__SHORT EXERCISE__. Starting with the line that contains "Place a marker on every instance of the golden" and continuing through the last line of the material below, put those lines into a JSON list of strings, one string per line, with blank lines left out.
········
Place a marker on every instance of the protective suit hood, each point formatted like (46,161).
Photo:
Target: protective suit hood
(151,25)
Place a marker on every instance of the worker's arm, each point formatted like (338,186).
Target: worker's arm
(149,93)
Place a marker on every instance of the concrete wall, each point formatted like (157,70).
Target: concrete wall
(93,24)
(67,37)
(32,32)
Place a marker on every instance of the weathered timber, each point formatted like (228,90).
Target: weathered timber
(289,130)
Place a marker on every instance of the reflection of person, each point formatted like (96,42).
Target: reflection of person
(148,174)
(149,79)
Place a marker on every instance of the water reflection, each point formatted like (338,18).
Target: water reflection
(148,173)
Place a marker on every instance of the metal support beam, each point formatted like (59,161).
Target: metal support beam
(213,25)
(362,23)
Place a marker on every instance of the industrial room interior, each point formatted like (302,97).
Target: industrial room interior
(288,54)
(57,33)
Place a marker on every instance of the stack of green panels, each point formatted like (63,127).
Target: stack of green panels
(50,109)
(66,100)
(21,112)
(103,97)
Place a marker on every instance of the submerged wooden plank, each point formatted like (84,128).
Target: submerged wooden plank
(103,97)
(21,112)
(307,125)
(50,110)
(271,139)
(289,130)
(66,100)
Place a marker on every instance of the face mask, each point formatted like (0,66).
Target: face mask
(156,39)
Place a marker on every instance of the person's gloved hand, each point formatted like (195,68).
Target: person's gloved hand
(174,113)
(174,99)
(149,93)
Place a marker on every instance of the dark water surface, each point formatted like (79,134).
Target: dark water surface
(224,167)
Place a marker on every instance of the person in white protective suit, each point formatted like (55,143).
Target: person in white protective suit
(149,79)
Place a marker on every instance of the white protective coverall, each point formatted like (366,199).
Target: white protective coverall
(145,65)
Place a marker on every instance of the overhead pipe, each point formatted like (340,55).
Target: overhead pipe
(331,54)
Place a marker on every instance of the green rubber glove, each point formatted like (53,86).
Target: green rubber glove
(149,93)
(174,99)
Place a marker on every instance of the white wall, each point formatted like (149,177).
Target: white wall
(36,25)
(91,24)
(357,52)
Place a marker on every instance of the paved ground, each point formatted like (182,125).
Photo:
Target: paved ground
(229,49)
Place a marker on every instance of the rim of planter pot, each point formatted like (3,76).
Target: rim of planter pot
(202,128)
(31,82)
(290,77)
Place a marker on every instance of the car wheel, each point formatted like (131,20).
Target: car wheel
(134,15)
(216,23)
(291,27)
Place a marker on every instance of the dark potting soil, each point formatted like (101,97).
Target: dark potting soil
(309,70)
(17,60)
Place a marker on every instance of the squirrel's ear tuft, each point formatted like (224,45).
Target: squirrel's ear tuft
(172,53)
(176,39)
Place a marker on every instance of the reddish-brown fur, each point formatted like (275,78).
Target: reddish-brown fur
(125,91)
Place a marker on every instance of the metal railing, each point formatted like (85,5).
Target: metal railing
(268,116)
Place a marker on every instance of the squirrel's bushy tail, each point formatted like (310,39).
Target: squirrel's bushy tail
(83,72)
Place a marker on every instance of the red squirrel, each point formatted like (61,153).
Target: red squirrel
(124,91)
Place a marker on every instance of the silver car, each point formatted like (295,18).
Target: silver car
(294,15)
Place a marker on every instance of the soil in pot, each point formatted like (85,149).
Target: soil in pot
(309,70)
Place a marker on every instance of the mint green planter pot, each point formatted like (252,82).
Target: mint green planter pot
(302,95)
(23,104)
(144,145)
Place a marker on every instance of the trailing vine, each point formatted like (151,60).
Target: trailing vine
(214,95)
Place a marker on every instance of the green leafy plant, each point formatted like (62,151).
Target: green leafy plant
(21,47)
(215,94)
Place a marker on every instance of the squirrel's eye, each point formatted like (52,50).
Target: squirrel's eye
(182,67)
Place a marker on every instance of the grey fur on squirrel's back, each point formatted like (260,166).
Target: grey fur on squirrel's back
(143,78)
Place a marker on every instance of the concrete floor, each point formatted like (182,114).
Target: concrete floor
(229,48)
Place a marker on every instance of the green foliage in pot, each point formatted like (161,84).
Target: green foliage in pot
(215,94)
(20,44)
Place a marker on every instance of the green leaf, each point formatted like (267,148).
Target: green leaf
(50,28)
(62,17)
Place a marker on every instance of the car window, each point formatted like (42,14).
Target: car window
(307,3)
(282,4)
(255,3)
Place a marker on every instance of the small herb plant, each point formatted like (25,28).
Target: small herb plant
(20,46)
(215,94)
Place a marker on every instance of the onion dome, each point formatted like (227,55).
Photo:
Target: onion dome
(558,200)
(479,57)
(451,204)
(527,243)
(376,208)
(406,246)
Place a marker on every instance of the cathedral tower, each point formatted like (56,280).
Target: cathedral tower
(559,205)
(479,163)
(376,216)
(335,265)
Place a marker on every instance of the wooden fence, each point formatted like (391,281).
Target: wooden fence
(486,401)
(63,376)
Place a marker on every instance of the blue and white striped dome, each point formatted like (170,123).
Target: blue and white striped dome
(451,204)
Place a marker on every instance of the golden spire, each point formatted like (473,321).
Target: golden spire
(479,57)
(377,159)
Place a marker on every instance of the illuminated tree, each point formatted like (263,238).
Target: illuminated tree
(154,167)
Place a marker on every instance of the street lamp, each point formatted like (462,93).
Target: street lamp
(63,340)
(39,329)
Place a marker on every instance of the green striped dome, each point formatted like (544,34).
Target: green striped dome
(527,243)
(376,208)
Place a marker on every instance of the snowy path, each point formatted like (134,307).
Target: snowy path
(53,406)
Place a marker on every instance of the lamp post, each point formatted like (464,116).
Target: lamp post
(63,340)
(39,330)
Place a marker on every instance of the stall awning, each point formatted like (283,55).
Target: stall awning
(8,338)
········
__WRITTEN SOLUTION__.
[
  "Place a marker on every instance of the golden spire, each point formatted like (473,321).",
  "Target: golden spire",
  "(479,57)",
  "(377,159)",
  "Place a marker on every instance of the illuminated tree, each point formatted like (263,238).",
  "Target: illuminated tree",
  "(154,167)",
  "Place a marker on every instance of the street lamp, each point formatted like (462,93).",
  "Target: street lamp",
  "(63,340)",
  "(39,329)",
  "Place a marker on every instance of the green striped dome, each point formatted like (544,34).",
  "Target: green striped dome",
  "(527,243)",
  "(376,208)",
  "Place a marker on every instance of the snowy path, each point formatted like (134,307).",
  "Target: snowy path",
  "(53,406)",
  "Place a marker on every instance of the lamp post, each point formatted like (464,116).",
  "Target: lamp post",
  "(63,340)",
  "(39,330)",
  "Place a marker on every instance of the stall awning, each point formatted like (283,55).",
  "Target: stall awning",
  "(8,338)"
]